◆ YOUR INSTRUCTIONS ◆
Where the line with "Target: layered rock strata" appears below, start writing out lines exactly, and finish with the line with "Target: rock formation", which is included; write out nothing else.

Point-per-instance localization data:
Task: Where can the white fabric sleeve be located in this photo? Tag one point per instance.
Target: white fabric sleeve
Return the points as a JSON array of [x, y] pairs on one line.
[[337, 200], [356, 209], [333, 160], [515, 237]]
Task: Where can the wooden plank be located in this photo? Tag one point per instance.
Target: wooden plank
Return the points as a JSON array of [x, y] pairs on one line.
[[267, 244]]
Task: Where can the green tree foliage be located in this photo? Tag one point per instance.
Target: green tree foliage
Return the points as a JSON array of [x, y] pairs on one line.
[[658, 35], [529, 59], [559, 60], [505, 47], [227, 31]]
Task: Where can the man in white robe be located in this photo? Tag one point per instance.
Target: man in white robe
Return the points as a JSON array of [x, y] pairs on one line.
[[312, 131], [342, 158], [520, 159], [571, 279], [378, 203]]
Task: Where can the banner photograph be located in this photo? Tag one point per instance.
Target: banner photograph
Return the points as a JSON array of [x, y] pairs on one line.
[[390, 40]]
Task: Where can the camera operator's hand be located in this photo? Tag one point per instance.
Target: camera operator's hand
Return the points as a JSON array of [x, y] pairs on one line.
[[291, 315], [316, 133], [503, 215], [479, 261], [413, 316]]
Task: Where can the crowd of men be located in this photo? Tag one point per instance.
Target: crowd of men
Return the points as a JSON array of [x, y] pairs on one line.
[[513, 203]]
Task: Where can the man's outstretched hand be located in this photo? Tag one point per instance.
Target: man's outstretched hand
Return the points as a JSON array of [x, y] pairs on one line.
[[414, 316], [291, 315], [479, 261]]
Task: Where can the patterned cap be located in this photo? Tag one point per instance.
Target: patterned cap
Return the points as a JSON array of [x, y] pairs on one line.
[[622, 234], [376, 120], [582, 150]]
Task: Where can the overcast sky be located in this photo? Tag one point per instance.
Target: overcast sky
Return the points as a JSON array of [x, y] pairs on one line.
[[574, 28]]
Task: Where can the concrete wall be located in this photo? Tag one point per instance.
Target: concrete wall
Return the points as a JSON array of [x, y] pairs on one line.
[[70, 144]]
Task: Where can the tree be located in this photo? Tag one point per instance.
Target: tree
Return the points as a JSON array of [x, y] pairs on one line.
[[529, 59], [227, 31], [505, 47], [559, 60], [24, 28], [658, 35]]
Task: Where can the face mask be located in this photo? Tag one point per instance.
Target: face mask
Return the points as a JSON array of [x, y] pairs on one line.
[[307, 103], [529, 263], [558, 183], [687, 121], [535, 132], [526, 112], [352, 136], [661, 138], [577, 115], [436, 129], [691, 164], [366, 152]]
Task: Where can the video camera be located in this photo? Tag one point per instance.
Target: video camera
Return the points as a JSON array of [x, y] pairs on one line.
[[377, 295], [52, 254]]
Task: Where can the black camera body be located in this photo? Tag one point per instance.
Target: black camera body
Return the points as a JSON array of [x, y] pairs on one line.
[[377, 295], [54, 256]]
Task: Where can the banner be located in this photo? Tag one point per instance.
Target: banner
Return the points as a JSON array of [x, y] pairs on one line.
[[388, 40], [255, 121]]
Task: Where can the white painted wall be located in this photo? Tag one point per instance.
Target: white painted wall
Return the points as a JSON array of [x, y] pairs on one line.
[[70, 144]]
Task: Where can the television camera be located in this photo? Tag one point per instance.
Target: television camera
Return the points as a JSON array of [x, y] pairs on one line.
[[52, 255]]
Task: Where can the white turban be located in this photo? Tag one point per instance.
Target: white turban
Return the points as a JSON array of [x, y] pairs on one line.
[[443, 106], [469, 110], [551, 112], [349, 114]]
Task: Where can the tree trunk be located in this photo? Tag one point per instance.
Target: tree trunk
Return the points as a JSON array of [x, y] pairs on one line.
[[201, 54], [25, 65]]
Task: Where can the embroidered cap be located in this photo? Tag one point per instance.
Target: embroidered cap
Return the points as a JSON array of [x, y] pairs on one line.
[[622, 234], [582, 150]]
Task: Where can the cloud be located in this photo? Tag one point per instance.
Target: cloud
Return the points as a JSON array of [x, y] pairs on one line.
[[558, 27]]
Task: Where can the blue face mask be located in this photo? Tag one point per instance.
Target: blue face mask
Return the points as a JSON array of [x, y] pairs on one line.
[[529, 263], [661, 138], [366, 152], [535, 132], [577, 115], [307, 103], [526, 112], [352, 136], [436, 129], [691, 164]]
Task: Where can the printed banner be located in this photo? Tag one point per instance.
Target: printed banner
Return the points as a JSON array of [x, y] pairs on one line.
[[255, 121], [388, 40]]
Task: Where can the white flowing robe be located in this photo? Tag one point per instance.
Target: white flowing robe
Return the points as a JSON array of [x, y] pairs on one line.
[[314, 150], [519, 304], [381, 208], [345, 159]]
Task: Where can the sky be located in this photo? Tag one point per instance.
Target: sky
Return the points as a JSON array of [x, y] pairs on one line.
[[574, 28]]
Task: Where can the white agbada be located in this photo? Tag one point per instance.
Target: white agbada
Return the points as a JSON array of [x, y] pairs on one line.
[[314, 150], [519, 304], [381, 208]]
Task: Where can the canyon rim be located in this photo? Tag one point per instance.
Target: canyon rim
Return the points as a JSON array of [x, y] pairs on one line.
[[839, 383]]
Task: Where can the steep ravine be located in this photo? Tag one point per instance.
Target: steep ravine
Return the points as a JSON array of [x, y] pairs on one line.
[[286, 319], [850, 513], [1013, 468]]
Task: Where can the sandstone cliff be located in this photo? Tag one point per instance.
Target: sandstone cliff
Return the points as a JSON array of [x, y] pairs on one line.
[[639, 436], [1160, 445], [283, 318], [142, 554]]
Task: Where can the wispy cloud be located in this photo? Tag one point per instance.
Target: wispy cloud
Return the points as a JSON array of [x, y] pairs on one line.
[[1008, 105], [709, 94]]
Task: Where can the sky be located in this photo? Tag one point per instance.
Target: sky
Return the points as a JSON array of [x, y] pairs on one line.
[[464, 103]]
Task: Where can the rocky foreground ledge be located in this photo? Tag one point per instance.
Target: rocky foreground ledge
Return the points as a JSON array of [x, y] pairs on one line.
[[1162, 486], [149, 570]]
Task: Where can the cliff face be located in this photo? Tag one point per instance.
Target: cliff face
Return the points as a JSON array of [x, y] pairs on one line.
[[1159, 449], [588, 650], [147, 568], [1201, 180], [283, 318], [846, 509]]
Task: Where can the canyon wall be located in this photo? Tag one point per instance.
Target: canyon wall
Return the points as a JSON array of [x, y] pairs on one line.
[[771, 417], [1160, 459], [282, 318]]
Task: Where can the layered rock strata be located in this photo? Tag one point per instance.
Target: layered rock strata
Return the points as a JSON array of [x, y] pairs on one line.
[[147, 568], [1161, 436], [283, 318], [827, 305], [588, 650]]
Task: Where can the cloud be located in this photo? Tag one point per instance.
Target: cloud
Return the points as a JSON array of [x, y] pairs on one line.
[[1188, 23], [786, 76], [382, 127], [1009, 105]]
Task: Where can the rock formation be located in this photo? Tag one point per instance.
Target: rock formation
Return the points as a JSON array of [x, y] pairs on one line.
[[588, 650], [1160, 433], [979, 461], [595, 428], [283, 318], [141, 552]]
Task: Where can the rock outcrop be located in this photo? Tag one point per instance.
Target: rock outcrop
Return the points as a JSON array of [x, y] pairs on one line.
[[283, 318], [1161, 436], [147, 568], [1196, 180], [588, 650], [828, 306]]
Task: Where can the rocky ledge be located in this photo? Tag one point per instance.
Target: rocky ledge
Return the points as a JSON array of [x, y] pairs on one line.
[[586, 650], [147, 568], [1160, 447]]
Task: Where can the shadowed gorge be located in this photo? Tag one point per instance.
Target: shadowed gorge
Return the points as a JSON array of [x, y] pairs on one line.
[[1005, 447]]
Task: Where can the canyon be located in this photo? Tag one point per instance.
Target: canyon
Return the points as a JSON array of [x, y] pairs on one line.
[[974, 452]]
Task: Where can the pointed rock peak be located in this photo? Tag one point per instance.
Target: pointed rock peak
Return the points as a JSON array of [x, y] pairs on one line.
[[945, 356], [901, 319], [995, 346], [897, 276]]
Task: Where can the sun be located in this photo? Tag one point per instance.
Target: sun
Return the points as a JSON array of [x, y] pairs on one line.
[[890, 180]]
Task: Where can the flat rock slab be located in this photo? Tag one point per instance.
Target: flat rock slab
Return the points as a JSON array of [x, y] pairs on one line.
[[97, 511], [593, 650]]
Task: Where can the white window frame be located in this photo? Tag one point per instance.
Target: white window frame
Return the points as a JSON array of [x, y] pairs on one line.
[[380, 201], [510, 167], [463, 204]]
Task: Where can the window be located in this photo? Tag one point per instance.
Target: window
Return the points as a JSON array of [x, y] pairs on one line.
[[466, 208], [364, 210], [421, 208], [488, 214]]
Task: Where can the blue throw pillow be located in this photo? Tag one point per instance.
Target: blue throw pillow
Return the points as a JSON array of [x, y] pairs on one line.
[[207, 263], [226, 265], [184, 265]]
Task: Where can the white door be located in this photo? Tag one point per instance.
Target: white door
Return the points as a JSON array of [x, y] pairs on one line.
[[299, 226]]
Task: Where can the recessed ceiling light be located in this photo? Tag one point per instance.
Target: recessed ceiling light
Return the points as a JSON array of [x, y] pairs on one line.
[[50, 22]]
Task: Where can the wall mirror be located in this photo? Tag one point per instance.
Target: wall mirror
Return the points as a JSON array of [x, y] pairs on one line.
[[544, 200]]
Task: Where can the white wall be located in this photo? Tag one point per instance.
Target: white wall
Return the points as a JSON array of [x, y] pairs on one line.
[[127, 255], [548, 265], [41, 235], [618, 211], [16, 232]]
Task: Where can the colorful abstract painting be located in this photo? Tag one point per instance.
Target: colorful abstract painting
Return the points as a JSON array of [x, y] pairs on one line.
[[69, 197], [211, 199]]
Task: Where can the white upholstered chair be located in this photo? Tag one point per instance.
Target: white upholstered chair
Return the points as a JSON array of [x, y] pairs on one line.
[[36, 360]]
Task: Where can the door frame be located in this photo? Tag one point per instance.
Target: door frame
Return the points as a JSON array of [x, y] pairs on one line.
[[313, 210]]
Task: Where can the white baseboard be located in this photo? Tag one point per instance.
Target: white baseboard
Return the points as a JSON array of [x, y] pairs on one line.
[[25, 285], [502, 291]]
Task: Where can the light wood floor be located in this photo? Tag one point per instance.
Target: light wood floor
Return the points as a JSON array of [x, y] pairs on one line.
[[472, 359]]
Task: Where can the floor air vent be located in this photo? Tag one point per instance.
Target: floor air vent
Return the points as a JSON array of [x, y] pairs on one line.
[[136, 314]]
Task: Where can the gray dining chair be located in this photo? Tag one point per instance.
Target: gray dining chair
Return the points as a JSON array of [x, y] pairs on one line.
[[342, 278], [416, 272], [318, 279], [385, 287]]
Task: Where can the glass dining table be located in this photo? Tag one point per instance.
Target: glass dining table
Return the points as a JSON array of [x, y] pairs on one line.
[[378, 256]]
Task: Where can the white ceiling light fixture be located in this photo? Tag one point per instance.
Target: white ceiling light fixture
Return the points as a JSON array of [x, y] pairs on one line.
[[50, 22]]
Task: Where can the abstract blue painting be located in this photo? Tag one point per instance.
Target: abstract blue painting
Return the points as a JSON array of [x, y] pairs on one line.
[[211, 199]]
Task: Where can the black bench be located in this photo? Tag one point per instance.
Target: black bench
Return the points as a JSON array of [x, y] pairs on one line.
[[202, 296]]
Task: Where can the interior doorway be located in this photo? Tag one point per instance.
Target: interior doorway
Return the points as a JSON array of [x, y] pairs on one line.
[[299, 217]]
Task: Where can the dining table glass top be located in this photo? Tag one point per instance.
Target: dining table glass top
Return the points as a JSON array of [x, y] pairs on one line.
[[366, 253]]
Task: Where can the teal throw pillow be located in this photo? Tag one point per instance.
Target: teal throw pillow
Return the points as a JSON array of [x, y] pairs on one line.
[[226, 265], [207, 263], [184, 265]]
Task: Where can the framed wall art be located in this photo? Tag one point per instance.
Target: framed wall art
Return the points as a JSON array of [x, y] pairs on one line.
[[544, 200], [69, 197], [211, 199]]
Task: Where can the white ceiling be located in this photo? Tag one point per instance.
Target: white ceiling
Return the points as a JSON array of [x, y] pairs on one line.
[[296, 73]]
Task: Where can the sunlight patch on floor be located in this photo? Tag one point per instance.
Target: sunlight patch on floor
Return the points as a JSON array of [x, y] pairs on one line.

◆ SOLUTION TO THE EXERCISE ◆
Target: layered rock strata
Return the points as a JSON array of [x, y] pairs on one line.
[[147, 568], [1161, 436], [283, 318], [827, 305], [588, 650]]
Task: Where can the cloud be located in this photo? Tag one point per instance.
Target: cloud
Return the points as a JSON array of [x, y] pairs on one line.
[[1188, 23], [786, 76], [382, 127], [1009, 105]]
Task: Where can the rock formation be located in this photo? Tag one point per instance.
Target: rock formation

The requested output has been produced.